Data shown
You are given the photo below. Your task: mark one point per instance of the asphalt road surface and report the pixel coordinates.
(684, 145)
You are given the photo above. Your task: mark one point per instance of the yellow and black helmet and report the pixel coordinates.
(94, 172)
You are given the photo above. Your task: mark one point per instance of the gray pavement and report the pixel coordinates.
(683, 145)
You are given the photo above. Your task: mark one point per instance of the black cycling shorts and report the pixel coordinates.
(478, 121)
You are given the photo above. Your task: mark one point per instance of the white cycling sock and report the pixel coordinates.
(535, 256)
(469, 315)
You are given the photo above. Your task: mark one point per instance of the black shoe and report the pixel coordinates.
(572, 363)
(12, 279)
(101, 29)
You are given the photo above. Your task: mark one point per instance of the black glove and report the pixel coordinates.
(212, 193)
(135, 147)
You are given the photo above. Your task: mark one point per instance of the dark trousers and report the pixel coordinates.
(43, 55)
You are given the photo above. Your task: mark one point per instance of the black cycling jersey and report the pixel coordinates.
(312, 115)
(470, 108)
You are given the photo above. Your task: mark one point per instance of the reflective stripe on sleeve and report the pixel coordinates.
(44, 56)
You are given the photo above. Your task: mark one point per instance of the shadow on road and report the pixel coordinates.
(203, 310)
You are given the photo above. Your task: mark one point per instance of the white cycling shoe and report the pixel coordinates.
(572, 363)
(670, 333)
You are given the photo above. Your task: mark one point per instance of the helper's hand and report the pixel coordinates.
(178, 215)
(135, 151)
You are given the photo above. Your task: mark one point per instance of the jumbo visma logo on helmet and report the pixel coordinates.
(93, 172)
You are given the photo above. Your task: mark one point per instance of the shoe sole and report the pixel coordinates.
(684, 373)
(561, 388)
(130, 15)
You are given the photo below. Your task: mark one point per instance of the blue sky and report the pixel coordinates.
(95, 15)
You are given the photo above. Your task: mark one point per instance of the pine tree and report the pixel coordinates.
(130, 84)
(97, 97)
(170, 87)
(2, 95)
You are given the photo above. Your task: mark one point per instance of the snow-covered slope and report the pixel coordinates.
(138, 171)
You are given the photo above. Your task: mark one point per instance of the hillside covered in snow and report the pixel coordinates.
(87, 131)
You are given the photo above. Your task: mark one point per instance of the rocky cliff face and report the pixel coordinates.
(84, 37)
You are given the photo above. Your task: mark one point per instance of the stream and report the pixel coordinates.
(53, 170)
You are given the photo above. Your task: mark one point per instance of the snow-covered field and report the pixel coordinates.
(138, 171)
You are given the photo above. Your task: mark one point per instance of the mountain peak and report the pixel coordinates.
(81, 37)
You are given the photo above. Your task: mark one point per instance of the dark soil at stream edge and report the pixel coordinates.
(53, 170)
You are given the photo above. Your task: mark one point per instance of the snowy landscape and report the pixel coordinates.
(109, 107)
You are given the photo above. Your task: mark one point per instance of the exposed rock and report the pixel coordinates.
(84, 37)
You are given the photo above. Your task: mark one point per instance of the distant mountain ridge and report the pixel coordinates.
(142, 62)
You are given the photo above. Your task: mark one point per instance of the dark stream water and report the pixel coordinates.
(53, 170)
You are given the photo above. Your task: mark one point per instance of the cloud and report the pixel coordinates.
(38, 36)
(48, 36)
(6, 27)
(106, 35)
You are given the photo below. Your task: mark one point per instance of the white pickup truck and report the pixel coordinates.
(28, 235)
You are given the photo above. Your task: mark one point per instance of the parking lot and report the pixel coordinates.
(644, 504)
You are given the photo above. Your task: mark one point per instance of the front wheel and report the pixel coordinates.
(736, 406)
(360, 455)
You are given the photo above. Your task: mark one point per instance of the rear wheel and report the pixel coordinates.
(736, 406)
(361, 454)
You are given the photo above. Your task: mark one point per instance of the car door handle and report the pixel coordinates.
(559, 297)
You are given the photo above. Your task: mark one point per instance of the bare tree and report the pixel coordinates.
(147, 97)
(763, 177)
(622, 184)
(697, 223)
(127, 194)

Work to be completed
The response has to give back every record verbatim.

Exercise answer
You are given the photo below. Your task: mark one point per instance of the asphalt road surface and report the pixel coordinates.
(684, 145)
You are given the photo above. Your task: mark one point per instance of the yellow and black helmet and report the pixel coordinates.
(94, 172)
You are given the photo above. Your task: mark one point per instance of the gray pavement and report the pixel coordinates.
(683, 145)
You are given the photo above. Your task: mark one point per instance of the black cycling shorts and report the pixel coordinates.
(478, 121)
You are given the photo above. Your task: mark one point per instance of the white cycling sock and report the pixel coordinates.
(535, 256)
(469, 315)
You are given the photo above. Your task: mark one point per instance of the black shoe and report the pixel coordinates.
(572, 363)
(12, 279)
(101, 29)
You are given the photo above. Your task: mark one point per instance of the black glove and report the pixel coordinates.
(212, 193)
(135, 147)
You are given the photo above. Your task: mark one point per instance of the dark trousers and report the pixel coordinates.
(43, 55)
You are given the photo above. Your task: mark one point per instance of the black cycling jersey and report the pixel coordinates.
(312, 115)
(470, 108)
You are given the photo above. Your task: mark one point per instance of the reflective stripe on sleeve and report the pixel coordinates.
(44, 56)
You are given the photo above. Your task: mark one point per instance of the shadow on road and report the pixel coordinates.
(203, 310)
You are given the photo above. Your task: mark one point per instance of the white cycling shoe and report the pixel coordinates.
(572, 363)
(670, 333)
You are given the photo above. Your task: mark one point per instance of the helper's hand and report the pixel coordinates.
(178, 215)
(135, 151)
You are given the photo above. Your task: mark one point per instance of the jumbo visma logo on helmet and report the pixel coordinates.
(93, 172)
You are given the photo above. Your task: mark one point per instance of the shoe sole and report the pixel coordinates.
(684, 373)
(561, 388)
(130, 15)
You are given the photo below. Your task: mark one point per instance of the blue sky and report the pixel coordinates.
(95, 15)
You are given the photo above. Your task: mark one point per instance of the pine tree and report the pixel coordinates.
(130, 84)
(97, 97)
(170, 87)
(2, 95)
You are given the photo above. Your task: mark one point per instance of the snow-covered slope and report the pixel coordinates.
(138, 171)
You are given the photo above. Your task: mark one point per instance of the hillside covered in snow and report the pixel coordinates.
(87, 131)
You are given the photo above. Your task: mark one point per instance of the rocky cliff face and report the pixel coordinates.
(84, 37)
You are given the photo above. Your task: mark one point per instance of the stream and report the pixel coordinates.
(53, 170)
You are given the photo above. Your task: mark one point per instance of the snow-covered field and report the pixel coordinates.
(138, 171)
You are given the photo above. Your task: mark one point per instance of the mountain peak and report the pixel coordinates.
(81, 37)
You are given the photo above. Your task: mark one point per instance of the dark soil at stream edge and report the pixel coordinates.
(53, 170)
You are given the photo above. Your task: mark one point per instance of the snowy landscape and report the pixel coordinates.
(109, 107)
You are given the photo above. Your task: mark one point per instance of the exposed rock and report the pixel coordinates.
(84, 37)
You are given the photo above. Your task: mark one point per instance of the distant mountain ridge and report the pixel coordinates.
(142, 62)
You are given the photo above. Your task: mark one point per instance of the dark stream water and report the pixel coordinates.
(53, 170)
You are given the photo above. Your task: mark one point per instance of the cloud and report the pixel coordinates.
(38, 36)
(48, 36)
(6, 27)
(106, 35)
You are given the photo below. Your task: mark one point per instance of the white pickup truck and report the pixel coordinates.
(28, 235)
You are given the photo above. Your task: mark one point per instance of the parking lot and report the pixel coordinates.
(644, 504)
You are given the photo above. Your task: mark one point per instance of the front wheel and report the pixel coordinates.
(736, 406)
(360, 455)
You are given the photo above. Your task: mark one point per instance of the rear wheel and report the pixel coordinates.
(736, 406)
(361, 454)
You are given the photo above. Your task: mark one point per instance of the car door handle and report the pixel coordinates.
(559, 297)
You are given the photo above. Your task: mark one point per instance of the bare tree and report the pixel coordinates.
(147, 97)
(763, 177)
(622, 184)
(697, 223)
(127, 194)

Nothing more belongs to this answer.